— BEGIN —

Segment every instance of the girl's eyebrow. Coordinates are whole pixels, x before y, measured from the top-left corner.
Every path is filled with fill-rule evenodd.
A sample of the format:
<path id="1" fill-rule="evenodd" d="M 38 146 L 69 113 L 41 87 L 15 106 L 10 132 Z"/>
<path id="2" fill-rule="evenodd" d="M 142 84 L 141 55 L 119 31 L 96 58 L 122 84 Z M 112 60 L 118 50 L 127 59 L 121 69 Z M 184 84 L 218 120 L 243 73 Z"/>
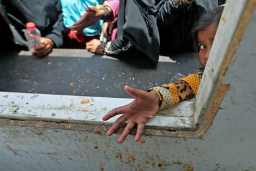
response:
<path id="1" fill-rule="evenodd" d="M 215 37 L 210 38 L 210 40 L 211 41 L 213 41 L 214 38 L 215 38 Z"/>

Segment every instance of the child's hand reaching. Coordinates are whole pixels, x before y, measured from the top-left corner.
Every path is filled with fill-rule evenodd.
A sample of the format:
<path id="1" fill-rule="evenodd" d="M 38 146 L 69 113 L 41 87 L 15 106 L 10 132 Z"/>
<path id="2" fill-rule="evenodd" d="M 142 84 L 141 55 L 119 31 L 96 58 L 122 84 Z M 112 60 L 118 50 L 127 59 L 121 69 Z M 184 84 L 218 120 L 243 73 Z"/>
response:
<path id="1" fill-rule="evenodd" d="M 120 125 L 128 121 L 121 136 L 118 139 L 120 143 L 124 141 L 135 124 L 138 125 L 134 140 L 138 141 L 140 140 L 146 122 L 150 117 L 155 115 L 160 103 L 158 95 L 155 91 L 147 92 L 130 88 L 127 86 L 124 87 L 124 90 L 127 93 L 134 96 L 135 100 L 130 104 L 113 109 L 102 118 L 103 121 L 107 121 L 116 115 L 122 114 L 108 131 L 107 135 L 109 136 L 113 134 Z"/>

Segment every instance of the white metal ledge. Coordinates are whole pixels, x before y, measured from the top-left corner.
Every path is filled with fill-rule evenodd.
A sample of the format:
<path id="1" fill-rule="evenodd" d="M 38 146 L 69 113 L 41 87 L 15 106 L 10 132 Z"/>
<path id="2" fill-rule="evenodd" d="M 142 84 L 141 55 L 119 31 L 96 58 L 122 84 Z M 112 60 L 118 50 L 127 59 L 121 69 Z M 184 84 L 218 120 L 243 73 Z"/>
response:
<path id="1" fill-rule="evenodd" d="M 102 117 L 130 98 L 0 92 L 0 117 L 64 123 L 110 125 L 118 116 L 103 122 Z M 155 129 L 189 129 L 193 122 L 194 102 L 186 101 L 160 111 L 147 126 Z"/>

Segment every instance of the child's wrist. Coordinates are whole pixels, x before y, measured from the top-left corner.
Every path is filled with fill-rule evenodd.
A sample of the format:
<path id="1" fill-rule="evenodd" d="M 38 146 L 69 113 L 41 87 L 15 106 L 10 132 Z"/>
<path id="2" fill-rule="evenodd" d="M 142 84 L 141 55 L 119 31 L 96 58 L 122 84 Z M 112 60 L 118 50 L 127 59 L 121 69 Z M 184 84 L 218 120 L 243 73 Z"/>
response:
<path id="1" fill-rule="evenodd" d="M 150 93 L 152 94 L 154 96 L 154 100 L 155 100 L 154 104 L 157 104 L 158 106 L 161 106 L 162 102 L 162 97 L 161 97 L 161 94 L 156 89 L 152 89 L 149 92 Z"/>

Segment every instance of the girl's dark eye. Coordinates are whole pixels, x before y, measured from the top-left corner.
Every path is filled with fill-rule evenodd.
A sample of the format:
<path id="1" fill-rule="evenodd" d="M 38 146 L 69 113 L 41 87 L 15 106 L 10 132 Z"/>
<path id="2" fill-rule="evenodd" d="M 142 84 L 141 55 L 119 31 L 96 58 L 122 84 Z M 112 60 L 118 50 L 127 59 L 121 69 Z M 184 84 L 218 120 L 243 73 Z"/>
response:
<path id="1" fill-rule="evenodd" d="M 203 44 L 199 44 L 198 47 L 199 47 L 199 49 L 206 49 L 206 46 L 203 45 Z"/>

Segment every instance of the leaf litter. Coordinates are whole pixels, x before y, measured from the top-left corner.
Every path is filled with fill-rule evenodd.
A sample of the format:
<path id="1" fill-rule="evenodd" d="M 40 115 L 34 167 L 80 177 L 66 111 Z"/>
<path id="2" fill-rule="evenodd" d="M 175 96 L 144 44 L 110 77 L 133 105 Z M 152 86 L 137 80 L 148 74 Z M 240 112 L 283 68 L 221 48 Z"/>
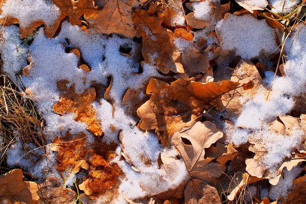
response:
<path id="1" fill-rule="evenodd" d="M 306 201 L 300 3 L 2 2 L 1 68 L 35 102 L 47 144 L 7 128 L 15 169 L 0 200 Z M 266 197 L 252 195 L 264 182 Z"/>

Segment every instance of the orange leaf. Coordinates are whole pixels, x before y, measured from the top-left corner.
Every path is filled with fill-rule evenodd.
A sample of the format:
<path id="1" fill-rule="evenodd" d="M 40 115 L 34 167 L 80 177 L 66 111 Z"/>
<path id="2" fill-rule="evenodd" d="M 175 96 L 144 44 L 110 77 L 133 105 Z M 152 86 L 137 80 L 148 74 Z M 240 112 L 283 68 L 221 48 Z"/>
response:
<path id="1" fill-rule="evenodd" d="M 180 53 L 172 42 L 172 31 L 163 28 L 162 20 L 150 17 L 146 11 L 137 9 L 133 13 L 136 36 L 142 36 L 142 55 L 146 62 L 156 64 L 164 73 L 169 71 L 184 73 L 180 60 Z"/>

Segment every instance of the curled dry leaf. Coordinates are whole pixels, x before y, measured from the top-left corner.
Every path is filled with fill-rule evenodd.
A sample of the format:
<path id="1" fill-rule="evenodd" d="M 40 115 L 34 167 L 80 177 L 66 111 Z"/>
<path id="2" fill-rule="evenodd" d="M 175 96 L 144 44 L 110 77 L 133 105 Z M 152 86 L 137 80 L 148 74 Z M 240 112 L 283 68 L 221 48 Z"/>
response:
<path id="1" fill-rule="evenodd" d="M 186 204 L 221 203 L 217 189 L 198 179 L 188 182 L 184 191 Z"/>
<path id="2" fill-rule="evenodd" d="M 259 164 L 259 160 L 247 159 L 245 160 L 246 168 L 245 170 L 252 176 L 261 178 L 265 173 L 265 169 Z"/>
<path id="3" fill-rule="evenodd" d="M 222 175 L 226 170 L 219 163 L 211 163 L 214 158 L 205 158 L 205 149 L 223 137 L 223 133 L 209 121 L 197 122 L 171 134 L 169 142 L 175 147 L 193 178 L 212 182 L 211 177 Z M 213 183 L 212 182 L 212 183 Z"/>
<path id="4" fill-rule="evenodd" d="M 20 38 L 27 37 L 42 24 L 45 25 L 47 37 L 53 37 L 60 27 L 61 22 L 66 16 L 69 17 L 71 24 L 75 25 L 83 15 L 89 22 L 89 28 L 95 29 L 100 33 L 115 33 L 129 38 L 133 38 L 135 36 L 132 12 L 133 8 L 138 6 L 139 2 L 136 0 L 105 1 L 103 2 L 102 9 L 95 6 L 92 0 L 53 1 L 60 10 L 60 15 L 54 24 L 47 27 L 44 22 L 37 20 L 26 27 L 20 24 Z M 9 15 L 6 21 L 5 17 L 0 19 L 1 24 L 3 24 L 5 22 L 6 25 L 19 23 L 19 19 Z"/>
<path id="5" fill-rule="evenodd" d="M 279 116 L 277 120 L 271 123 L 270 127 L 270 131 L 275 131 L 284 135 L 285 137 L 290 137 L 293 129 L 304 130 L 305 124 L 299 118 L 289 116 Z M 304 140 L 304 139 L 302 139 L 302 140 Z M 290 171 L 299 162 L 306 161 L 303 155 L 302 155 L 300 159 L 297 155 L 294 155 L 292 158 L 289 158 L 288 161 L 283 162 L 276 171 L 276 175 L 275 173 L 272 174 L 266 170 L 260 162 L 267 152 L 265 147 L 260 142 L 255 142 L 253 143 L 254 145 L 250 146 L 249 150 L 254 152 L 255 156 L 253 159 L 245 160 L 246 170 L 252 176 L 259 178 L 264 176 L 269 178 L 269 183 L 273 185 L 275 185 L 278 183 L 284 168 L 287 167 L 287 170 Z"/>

— END —

**Exercise aim:** Which lines in the records above contain the word "girl"? Pick out each of them and copy it in full.

**Task output:**
Segment every instance of the girl's eyebrow. Coordinates are whole pixels, x before y, measured from the top-left corner.
Segment every instance of the girl's dark eye. Coordinates are whole pixels, x before y, measured from the top-left corner.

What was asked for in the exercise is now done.